Point labeling data:

* * * * *

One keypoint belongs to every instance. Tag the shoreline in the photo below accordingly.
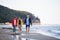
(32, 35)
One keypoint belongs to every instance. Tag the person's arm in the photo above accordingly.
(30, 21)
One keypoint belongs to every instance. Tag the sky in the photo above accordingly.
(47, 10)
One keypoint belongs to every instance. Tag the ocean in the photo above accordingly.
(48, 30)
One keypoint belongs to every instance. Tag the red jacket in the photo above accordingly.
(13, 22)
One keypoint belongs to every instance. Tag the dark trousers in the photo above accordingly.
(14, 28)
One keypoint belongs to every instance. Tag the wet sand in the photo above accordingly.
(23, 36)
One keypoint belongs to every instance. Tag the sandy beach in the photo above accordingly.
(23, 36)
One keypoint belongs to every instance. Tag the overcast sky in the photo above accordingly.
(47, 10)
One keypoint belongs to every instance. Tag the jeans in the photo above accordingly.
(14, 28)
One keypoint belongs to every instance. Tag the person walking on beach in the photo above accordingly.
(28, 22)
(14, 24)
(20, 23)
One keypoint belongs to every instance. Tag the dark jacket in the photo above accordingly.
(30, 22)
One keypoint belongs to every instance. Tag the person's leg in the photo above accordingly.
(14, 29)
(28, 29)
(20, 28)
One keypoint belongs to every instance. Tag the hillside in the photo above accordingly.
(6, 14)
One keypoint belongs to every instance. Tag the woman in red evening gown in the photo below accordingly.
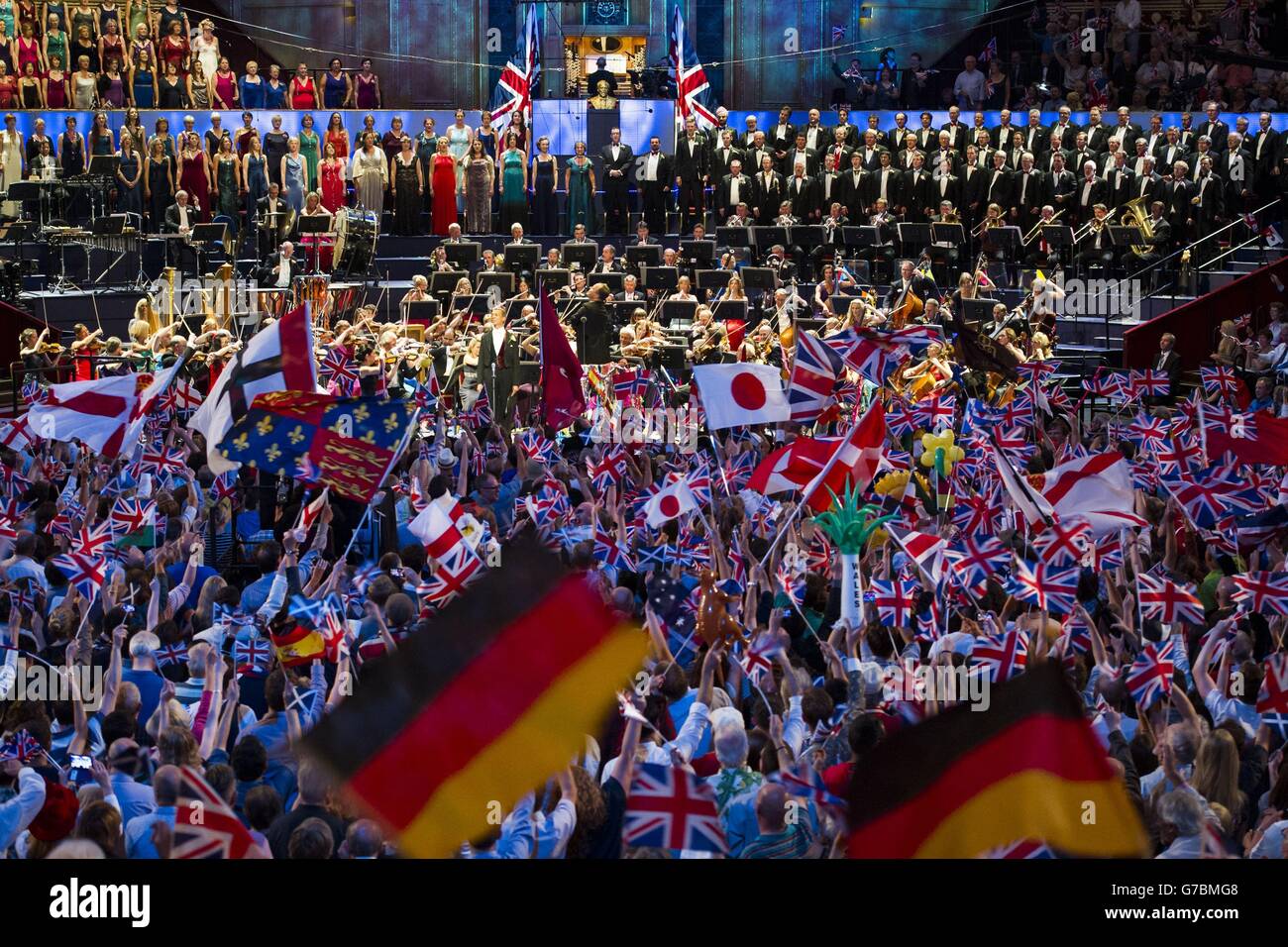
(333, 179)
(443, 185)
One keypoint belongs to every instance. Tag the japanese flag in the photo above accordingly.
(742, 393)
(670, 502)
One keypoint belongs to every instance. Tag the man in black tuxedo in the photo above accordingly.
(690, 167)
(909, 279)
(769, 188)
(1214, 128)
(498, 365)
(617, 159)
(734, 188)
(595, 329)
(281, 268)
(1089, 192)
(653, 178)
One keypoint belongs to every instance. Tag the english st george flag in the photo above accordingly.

* * * * *

WHAT THIS TASK INVOLVES: Convert all of the data above into a numbered list with one line per item, skipping any blank lines. Leave the pictures out.

FINAL ANSWER:
1. One keypoint belongs to every instance. Tag the shoreline in the photo below accordingly.
2. (32, 35)
3. One keypoint belongs to every instance. Tag the person's arm in the photo above accordingly.
4. (30, 21)
5. One keypoint belongs to every instance. Tag the sky in the photo above accordingly.
6. (47, 10)
7. One keypoint belongs to every instance. Tag the ocean in the photo above accordingly.
8. (48, 30)
9. One keypoint belongs to every instance. Tag the red jacket in the photo above accordingly.
10. (13, 22)
11. One keypoint belongs to every instance. Tag the dark trousers in the photo above accordingly.
12. (14, 28)
13. One keypoint belongs to every instance. Tag the wet sand in the photo above accordingly.
14. (23, 36)
15. One keypoint belongs to every instance. Tag the sandy beach in the photo above accordingly.
16. (23, 36)
17. One keypoint belongs to every instance. Tag the overcast sky in the photo above accordingly.
18. (47, 10)
19. One keypoint belongs to every instance. Tag the jeans in the photo above accordingly.
20. (14, 28)
21. One keypoint belongs to every instance. Tag the person walking on beach in the photo above accordingly.
22. (28, 22)
23. (14, 24)
24. (20, 23)
25. One keypoint belongs to every instance. Tag the dark jacket in the photo above accordingly.
26. (30, 22)
27. One keypoint belongs to every instance. Tag the person's leg in the photo above accordingly.
28. (14, 29)
29. (28, 29)
30. (20, 28)
31. One keypoint belongs to every instance. Tag the hillside in the photo above accordingly.
32. (6, 14)
33. One keypoint belongs to every instance. Tag the woman in red evening gown in the photo below accordingly.
34. (333, 179)
35. (443, 185)
36. One keypoint belongs to every instance. Tag the japanese flag in the photo above accordingly.
37. (742, 393)
38. (670, 502)
39. One keypoint belongs to every instance. Tag the man in black tuxedo in the photo above accordingly.
40. (690, 167)
41. (909, 279)
42. (769, 188)
43. (1214, 128)
44. (498, 365)
45. (617, 159)
46. (734, 188)
47. (595, 329)
48. (281, 268)
49. (1089, 192)
50. (653, 178)
51. One keypoint belongs to every instance. Tag the english st george flag in the photo above accordingly.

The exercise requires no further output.